» Challenge:
Please display each line of the data that contains the word "gold".
— start Data supplied —
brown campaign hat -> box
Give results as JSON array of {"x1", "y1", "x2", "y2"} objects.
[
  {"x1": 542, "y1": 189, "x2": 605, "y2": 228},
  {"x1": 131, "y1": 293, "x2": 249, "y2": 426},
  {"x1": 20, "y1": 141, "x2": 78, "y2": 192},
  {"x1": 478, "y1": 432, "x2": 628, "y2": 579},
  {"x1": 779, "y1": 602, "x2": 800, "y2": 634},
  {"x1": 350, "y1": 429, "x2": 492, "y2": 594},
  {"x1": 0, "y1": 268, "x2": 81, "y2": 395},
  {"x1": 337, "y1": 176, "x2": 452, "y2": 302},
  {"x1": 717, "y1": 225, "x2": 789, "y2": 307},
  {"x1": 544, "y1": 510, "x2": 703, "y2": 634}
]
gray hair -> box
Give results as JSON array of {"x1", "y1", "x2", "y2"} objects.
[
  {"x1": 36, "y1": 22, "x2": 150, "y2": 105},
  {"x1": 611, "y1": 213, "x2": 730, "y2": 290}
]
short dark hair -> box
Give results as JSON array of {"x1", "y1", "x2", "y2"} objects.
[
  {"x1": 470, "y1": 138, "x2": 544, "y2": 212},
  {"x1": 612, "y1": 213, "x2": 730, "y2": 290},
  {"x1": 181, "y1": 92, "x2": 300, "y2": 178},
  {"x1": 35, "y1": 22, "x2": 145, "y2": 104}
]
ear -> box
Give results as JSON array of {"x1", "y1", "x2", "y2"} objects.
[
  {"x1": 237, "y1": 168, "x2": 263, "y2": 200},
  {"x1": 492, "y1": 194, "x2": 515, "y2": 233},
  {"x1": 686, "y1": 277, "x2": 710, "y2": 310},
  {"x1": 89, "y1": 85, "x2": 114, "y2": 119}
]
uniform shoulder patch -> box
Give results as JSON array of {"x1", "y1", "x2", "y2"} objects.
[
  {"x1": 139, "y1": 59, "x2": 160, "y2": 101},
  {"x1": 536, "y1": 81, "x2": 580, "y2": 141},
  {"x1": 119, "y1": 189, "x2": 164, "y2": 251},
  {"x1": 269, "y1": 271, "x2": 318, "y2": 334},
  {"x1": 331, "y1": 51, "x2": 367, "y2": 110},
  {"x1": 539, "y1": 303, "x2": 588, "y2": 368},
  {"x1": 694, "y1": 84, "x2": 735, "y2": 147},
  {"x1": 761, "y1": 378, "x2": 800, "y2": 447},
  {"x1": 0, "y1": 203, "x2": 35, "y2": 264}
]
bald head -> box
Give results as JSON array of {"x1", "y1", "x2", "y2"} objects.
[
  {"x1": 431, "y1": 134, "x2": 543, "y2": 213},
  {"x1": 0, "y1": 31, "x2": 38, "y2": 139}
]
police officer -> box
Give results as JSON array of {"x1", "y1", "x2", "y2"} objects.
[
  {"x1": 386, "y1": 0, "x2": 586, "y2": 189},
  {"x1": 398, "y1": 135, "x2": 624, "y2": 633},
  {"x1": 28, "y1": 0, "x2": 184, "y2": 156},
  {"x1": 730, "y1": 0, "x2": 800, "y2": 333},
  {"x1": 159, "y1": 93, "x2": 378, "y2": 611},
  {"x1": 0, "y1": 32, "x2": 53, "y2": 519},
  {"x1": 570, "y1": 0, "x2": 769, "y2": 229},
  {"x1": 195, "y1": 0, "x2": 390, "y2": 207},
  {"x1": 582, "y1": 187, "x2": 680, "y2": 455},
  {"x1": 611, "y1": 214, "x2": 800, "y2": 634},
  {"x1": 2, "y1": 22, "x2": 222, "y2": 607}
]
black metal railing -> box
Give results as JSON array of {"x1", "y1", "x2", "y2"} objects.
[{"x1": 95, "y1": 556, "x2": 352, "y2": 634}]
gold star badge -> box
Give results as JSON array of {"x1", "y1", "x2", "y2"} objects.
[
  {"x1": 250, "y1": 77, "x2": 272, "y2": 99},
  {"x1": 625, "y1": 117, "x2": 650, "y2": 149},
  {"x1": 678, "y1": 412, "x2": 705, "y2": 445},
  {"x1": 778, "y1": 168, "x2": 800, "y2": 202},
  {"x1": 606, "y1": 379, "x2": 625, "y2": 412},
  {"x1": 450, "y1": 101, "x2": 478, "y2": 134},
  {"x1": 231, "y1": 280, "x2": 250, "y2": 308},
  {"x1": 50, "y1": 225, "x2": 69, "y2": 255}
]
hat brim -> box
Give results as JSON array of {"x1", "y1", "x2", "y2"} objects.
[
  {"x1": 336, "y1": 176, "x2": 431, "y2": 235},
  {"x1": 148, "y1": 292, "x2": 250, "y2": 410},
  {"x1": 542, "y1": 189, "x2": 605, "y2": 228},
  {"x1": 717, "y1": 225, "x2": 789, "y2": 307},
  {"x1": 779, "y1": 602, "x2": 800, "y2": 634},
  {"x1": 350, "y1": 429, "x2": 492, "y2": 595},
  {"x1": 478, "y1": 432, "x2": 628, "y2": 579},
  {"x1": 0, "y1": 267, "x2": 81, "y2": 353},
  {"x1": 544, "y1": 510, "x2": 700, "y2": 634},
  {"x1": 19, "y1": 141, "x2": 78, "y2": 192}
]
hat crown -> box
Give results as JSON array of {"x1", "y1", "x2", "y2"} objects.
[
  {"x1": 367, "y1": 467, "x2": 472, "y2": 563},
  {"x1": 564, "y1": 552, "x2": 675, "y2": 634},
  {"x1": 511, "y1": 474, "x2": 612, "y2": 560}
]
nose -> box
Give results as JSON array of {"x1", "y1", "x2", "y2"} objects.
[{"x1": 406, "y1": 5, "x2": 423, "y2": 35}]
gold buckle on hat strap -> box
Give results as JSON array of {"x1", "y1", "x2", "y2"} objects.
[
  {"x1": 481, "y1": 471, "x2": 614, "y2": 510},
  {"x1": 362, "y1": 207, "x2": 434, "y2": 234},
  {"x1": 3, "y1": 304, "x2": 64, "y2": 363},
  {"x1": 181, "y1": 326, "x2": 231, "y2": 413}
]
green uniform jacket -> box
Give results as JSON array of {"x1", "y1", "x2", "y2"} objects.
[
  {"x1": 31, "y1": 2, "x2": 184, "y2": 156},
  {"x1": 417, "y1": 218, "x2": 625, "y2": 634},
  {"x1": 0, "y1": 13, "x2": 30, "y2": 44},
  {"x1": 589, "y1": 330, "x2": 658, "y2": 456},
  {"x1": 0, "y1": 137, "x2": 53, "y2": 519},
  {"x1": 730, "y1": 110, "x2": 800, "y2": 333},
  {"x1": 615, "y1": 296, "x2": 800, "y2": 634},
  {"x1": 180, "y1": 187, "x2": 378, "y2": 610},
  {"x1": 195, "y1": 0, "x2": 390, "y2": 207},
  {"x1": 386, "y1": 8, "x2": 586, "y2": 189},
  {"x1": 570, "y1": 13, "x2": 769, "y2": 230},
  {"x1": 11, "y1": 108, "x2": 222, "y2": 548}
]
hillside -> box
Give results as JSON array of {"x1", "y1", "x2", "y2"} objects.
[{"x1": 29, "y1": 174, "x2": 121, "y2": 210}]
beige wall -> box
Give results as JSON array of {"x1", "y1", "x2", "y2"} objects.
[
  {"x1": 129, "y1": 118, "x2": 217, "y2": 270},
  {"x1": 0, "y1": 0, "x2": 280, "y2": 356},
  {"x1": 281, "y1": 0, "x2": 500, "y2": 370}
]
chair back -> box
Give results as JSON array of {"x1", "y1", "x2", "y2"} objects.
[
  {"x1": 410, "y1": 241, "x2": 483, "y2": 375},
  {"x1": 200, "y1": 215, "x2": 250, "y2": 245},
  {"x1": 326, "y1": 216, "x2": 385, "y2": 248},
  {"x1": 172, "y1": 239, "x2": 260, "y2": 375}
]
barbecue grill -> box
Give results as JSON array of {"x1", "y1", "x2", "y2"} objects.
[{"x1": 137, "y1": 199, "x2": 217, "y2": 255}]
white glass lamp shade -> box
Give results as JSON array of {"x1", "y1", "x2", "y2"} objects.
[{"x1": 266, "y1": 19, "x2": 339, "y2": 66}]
— end Data supplied —
» Final result:
gold star badge -> box
gold buckle on hat strap -> box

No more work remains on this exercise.